# Your task:
Could you reproduce the items from the start through the line containing "point(466, 114)", swapping "blue sky" for "clear sky" and leaving everything else untouched?

# Provided records:
▬▬▬
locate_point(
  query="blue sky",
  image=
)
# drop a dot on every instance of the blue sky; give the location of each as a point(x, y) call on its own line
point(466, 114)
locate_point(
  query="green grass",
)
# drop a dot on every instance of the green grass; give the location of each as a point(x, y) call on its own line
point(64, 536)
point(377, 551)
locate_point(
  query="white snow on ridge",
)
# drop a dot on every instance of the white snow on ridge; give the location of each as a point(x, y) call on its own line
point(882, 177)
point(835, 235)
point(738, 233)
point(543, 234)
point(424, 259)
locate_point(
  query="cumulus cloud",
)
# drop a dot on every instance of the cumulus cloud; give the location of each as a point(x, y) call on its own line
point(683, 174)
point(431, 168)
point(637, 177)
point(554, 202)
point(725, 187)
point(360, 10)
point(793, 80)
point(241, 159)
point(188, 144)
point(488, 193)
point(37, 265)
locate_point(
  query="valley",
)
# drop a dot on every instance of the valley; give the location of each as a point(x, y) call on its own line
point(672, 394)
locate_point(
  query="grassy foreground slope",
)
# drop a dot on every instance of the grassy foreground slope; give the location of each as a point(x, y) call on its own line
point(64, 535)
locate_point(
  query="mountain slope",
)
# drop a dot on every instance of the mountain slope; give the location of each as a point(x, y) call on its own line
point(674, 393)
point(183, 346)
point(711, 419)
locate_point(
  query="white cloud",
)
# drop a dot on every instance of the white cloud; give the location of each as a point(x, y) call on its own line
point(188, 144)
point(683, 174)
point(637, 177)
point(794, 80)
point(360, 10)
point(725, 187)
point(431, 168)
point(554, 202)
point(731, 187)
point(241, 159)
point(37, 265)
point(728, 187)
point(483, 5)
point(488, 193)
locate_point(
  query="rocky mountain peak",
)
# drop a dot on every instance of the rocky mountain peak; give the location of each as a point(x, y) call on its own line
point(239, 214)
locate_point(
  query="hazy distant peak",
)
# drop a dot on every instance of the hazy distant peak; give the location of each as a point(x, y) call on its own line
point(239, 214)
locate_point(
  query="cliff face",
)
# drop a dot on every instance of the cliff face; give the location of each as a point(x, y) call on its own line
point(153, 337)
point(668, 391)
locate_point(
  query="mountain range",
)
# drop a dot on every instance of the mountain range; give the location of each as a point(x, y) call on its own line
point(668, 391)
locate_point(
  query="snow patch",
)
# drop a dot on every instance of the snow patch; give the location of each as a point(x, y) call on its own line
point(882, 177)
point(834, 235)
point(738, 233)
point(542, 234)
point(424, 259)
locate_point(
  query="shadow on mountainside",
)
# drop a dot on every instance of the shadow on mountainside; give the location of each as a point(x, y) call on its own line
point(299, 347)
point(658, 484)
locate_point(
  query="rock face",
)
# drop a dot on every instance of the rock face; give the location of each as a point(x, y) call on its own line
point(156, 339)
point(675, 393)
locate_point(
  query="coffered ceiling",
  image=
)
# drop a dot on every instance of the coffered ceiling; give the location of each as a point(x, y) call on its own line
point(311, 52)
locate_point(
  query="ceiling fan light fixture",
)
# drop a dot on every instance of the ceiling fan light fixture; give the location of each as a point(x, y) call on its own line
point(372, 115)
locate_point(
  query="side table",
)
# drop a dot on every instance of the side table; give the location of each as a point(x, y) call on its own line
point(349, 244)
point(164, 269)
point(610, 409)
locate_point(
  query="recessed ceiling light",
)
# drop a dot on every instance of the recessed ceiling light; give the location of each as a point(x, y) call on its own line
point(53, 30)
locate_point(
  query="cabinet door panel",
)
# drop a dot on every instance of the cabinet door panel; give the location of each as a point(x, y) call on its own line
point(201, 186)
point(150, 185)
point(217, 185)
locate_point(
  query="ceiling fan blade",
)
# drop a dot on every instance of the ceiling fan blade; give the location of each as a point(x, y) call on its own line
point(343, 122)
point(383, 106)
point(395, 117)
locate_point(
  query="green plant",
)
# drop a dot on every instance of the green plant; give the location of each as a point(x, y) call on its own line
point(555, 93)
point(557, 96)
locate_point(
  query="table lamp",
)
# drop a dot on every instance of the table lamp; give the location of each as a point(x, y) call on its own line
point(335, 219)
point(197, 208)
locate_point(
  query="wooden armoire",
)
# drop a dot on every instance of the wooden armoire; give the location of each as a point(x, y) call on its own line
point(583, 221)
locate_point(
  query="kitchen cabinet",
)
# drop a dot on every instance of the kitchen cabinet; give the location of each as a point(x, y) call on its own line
▬▬▬
# Complete answer:
locate_point(
  query="clear sky",
  image=
)
# drop a dot on every instance of the clear sky; give the location of each as a point(x, y) call on its own line
point(466, 114)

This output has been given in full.